### PASSAGE PROVIDED:

»»

JANUARY 14, 2019. BY STAN GRANT.
It’s a new year and, as we prepare for another growing season, it seems an appropriate time to take stock of our situation. After a period of sustained growth, wine sales in many categories have slowed, while winegrape production costs, especially those for labor and materials, have increased. At the same time, some wineries are becoming involved in specific vineyard management practices or expecting sustainable winegrape certification.
Given these conditions, how does a grape grower best prepare for the future? The best place to begin is with a business plan. Business plans state the business identity, its objectives for the future, and how it operates (Table 1).
The process of developing a plan builds consensus and unity within a business. In addition, it serves as a reference, like a road map, to help a business maintain the focus necessary for success. The plan may be simple, involving only a couple of pages of bullet points written over a cup of coffee, or comprehensive, involving detailed consideration of most aspects of the business.
The first part of a winegrape business plans states who you are and what you are about. It begins with some particulars of the company, such as type of business entity, company structure, and principle personnel. These are followed by the mission, vision, and values, which describe the nature of the business and its goals (Table 2). For example, the mission or business goal may be complete winery customer satisfaction or creating a certain profit. The mission is the engine that drives management. The vision may be the preeminence among winegrapes growers in your area. It is the ultimate goal of a winegrape business. The values that feed the mission and vision may include integrity and operating efficiency. Values are guidelines for business conduct. This first section of the plan may also include a list of business criteria that you feel are critical to your success, such as careful planning, an emphasis on quality, and diversification.

««

### EXCERPTED DATA:
»»

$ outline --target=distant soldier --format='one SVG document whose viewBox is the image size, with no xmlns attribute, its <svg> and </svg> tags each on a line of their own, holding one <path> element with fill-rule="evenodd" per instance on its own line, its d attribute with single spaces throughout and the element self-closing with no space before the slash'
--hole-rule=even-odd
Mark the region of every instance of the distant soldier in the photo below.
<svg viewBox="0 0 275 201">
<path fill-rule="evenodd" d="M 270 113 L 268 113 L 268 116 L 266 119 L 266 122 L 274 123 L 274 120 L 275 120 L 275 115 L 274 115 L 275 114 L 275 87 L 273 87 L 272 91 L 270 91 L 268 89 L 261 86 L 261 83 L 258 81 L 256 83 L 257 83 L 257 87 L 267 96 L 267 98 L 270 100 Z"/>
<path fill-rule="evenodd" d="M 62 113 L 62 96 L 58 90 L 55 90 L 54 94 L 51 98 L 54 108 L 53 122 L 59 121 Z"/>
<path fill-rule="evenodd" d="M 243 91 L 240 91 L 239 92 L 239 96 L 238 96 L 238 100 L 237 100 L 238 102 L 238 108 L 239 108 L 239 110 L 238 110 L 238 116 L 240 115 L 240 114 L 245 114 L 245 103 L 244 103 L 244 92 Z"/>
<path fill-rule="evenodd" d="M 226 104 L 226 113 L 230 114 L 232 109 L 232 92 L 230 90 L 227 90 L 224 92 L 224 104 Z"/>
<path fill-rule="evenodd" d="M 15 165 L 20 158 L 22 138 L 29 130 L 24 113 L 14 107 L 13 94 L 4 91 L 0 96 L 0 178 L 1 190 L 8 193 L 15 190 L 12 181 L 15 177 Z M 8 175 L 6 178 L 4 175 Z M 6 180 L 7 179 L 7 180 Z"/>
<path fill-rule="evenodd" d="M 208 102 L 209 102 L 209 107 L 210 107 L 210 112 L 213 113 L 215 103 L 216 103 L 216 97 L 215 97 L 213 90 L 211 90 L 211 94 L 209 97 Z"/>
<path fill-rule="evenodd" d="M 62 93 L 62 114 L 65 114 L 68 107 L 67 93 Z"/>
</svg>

««

### ACTIVITY LIST:
1. Duplicate the winegrape business plan article word for word, beginning at the words "It’s a new year" and stopping after "sustainable winegrape certification.".
2. Write the next part of the article on winegrape business plans, picking up after its final sentence.

### SOLVED TASKS:
1.
It’s a new year and, as we prepare for another growing season, it seems an appropriate time to take stock of our situation. After a period of sustained growth, wine sales in many categories have slowed, while winegrape production costs, especially those for labor and materials, have increased. At the same time, some wineries are becoming involved in specific vineyard management practices or expecting sustainable winegrape certification.

2.
The second part of a vineyard business plan describes what is going on around you. It includes a winegrape market overview, such as the supply and demand situation, the financial condition of major grape buyers in your area, and grape pricing trends. It also includes a description of the environment for conducting business, such as interest rate trends, regulatory issues, and the availability and costs of needed supplies and services. This is also an appropriate place to outline assumptions about your business situation and risks, including your company’s strengths and weaknesses. These assumptions can help your determine where you need additional expertise from outside of the company (Figure 1).
Part three is a statement of what you intend to do or in other words, your strategies. A primary strategy may be sales efforts targeted at specific wineries. Another strategy may involve vineyard replanting to increase return on assets. A third may be the integrated use of practices and technologies for improved fruit yield, grape quality, and operating efficiency.
Part four is the operating plan, which describes how you plan to implement your strategies and realize your business objectives. It may describe important particulars of promotional efforts, vineyard replanting, and resource allocation, such as fertilization programs or the timing of certain practices to minimize risk of pest and disease problems.
The final section of a comprehensive business plan should be a financial plan, which includes an operating budget (i.e. projected expenditures), projected revenues, and financial assets and liabilities. If desired, it may involve more in depth analysis of the companies current financial position, including financial measures, measures of profitability, measures of size, and measures of economic efficiency. These can be used as benchmarks for evaluating future company performance.
The winegrape industry is dynamic and a winegrape business, to be successful, must continually and rapidly adjust to changing circumstances. For this reason, business plans must be periodically reviewed and revised to remain valuable.